• [Problem statement] Which lines in the data below contain the string "white"? Extract every such line, and treat uppercase and lowercase as different.

• [Supplied records]
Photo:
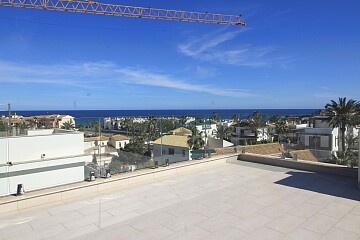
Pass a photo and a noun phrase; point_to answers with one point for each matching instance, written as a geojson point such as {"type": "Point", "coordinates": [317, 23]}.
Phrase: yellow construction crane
{"type": "Point", "coordinates": [125, 11]}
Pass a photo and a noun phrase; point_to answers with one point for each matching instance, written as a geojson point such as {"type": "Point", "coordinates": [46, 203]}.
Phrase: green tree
{"type": "Point", "coordinates": [128, 123]}
{"type": "Point", "coordinates": [343, 114]}
{"type": "Point", "coordinates": [256, 121]}
{"type": "Point", "coordinates": [281, 126]}
{"type": "Point", "coordinates": [2, 127]}
{"type": "Point", "coordinates": [195, 140]}
{"type": "Point", "coordinates": [223, 132]}
{"type": "Point", "coordinates": [183, 120]}
{"type": "Point", "coordinates": [214, 116]}
{"type": "Point", "coordinates": [69, 125]}
{"type": "Point", "coordinates": [235, 118]}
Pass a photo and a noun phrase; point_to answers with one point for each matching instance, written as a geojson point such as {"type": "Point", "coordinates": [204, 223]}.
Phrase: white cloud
{"type": "Point", "coordinates": [137, 76]}
{"type": "Point", "coordinates": [98, 74]}
{"type": "Point", "coordinates": [211, 47]}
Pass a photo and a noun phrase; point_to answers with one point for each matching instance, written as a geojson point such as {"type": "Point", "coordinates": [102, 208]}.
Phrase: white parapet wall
{"type": "Point", "coordinates": [41, 174]}
{"type": "Point", "coordinates": [42, 159]}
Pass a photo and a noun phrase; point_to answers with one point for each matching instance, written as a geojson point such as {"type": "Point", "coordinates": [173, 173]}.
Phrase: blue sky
{"type": "Point", "coordinates": [291, 54]}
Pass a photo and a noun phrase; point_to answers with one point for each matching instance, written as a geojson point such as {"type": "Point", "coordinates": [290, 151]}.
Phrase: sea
{"type": "Point", "coordinates": [98, 115]}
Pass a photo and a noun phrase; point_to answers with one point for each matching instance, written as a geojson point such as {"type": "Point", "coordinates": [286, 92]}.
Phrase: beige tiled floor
{"type": "Point", "coordinates": [230, 201]}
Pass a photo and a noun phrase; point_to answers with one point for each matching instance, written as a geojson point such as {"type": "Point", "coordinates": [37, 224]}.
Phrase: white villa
{"type": "Point", "coordinates": [171, 147]}
{"type": "Point", "coordinates": [119, 141]}
{"type": "Point", "coordinates": [41, 159]}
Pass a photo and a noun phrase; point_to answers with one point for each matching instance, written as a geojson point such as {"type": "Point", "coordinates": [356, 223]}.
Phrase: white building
{"type": "Point", "coordinates": [208, 129]}
{"type": "Point", "coordinates": [119, 141]}
{"type": "Point", "coordinates": [171, 147]}
{"type": "Point", "coordinates": [41, 159]}
{"type": "Point", "coordinates": [320, 135]}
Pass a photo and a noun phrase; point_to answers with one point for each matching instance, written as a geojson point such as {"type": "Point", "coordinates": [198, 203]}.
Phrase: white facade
{"type": "Point", "coordinates": [41, 160]}
{"type": "Point", "coordinates": [171, 153]}
{"type": "Point", "coordinates": [171, 147]}
{"type": "Point", "coordinates": [209, 129]}
{"type": "Point", "coordinates": [218, 143]}
{"type": "Point", "coordinates": [119, 141]}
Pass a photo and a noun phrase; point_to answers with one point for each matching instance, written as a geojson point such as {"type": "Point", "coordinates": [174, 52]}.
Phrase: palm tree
{"type": "Point", "coordinates": [235, 118]}
{"type": "Point", "coordinates": [256, 121]}
{"type": "Point", "coordinates": [281, 126]}
{"type": "Point", "coordinates": [128, 123]}
{"type": "Point", "coordinates": [214, 116]}
{"type": "Point", "coordinates": [223, 132]}
{"type": "Point", "coordinates": [343, 114]}
{"type": "Point", "coordinates": [69, 125]}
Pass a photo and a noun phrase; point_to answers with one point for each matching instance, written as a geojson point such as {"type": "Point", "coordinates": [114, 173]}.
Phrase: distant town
{"type": "Point", "coordinates": [93, 149]}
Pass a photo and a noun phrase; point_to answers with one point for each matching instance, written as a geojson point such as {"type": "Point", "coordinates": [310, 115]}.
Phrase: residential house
{"type": "Point", "coordinates": [181, 131]}
{"type": "Point", "coordinates": [119, 141]}
{"type": "Point", "coordinates": [50, 121]}
{"type": "Point", "coordinates": [319, 135]}
{"type": "Point", "coordinates": [171, 147]}
{"type": "Point", "coordinates": [90, 142]}
{"type": "Point", "coordinates": [41, 159]}
{"type": "Point", "coordinates": [243, 134]}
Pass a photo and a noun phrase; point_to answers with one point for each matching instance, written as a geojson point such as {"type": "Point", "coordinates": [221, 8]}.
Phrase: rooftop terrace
{"type": "Point", "coordinates": [233, 200]}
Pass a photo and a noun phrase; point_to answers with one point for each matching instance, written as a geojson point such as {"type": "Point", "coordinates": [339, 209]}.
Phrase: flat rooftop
{"type": "Point", "coordinates": [234, 200]}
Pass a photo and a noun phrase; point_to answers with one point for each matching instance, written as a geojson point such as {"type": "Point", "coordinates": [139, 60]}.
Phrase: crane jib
{"type": "Point", "coordinates": [126, 11]}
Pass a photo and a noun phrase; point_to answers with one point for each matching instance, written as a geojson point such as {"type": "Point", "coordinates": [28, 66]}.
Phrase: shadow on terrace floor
{"type": "Point", "coordinates": [334, 185]}
{"type": "Point", "coordinates": [323, 183]}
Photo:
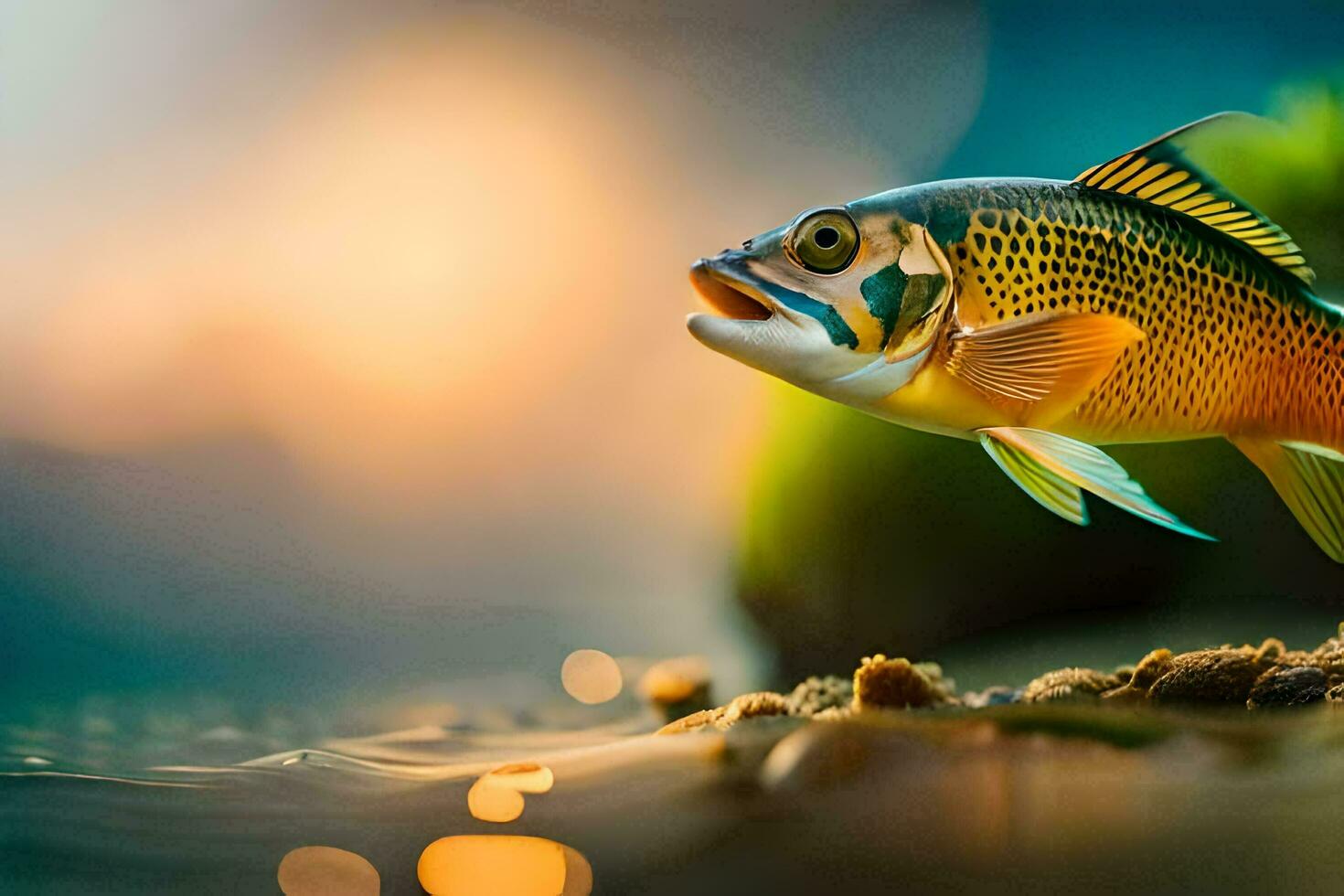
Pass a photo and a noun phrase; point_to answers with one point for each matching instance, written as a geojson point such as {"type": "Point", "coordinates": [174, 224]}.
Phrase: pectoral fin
{"type": "Point", "coordinates": [1052, 469]}
{"type": "Point", "coordinates": [1043, 367]}
{"type": "Point", "coordinates": [1310, 481]}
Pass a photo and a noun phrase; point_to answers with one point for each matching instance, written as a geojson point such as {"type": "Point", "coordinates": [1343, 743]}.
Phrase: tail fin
{"type": "Point", "coordinates": [1310, 481]}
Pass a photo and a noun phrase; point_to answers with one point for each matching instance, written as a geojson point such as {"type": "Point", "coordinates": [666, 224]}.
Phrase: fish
{"type": "Point", "coordinates": [1141, 301]}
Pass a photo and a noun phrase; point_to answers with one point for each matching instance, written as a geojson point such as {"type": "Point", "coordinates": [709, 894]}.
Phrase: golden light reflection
{"type": "Point", "coordinates": [497, 795]}
{"type": "Point", "coordinates": [591, 676]}
{"type": "Point", "coordinates": [394, 255]}
{"type": "Point", "coordinates": [325, 870]}
{"type": "Point", "coordinates": [503, 865]}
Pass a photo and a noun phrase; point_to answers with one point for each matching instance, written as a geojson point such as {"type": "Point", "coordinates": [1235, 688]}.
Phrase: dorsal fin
{"type": "Point", "coordinates": [1161, 174]}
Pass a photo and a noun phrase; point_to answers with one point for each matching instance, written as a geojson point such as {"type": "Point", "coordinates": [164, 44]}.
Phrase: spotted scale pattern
{"type": "Point", "coordinates": [1234, 346]}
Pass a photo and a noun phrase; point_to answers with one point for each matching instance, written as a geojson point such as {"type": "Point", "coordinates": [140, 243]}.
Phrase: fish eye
{"type": "Point", "coordinates": [823, 242]}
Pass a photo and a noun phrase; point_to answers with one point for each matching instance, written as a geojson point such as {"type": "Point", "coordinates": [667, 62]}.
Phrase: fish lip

• [Finished answer]
Phrase: white cloud
Phrase: white parapet wall
Phrase: white villa
Phrase: white building
Phrase: white facade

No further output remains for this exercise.